Action item:
The answer must be the full data, restated word for word, with no pictures in it.

Records for processing: Begin

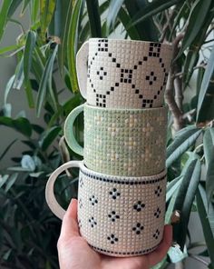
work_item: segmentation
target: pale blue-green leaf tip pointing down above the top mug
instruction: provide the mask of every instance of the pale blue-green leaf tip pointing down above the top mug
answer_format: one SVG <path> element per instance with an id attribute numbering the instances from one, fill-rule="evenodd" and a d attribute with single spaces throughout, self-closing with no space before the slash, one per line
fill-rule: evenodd
<path id="1" fill-rule="evenodd" d="M 111 0 L 111 2 L 109 4 L 109 11 L 108 11 L 107 23 L 106 23 L 107 35 L 109 35 L 111 29 L 115 25 L 117 15 L 122 7 L 123 2 L 124 2 L 124 0 L 118 0 L 118 1 Z"/>

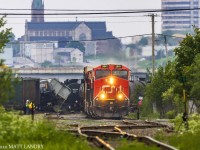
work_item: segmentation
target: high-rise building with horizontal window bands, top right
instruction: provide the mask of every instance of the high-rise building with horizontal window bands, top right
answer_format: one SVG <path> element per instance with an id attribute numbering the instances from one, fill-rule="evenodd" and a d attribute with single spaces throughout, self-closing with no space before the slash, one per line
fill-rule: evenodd
<path id="1" fill-rule="evenodd" d="M 192 31 L 193 25 L 199 27 L 199 0 L 162 0 L 161 5 L 163 10 L 173 10 L 162 12 L 162 31 Z"/>

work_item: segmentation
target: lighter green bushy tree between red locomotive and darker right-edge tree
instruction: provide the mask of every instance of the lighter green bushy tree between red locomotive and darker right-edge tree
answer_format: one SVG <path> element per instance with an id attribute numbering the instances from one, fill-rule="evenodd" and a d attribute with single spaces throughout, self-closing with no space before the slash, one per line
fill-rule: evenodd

Records for processing: End

Task result:
work_item: segmentation
target: pale blue-green leaf tip pointing down above the top mug
instruction: provide the mask of every instance of the pale blue-green leaf tip pointing down above the top mug
answer_format: one SVG <path> element per instance with an id attribute numbering the instances from one, fill-rule="evenodd" and a d attribute with single spaces throughout, self-closing with no space before the slash, one per line
fill-rule: evenodd
<path id="1" fill-rule="evenodd" d="M 111 0 L 111 2 L 109 4 L 109 11 L 108 11 L 107 23 L 106 23 L 107 35 L 109 35 L 111 29 L 115 25 L 117 15 L 122 7 L 123 2 L 124 2 L 124 0 L 118 0 L 118 1 Z"/>

work_item: segmentation
target: high-rise building with horizontal window bands, top right
instruction: provide the mask of every instance of the high-rise building with horizontal window bands, top right
answer_format: one SVG <path> element per instance with an id attribute numbering the instances from one, fill-rule="evenodd" and a d attribute with single spaces throughout, self-closing with no space before the slash, one per line
fill-rule: evenodd
<path id="1" fill-rule="evenodd" d="M 192 31 L 193 25 L 199 27 L 199 0 L 162 0 L 161 5 L 163 10 L 173 10 L 162 12 L 162 31 Z"/>

work_item: segmentation
target: lighter green bushy tree between red locomotive and darker right-edge tree
instruction: provide the mask of every instance of the lighter green bushy tree between red locomotive and darker right-edge tree
answer_format: one SVG <path> element per instance with an id attribute numbering the instances from one, fill-rule="evenodd" and a d attribute with single spaces throughout, self-closing with no space before the slash, one per line
fill-rule: evenodd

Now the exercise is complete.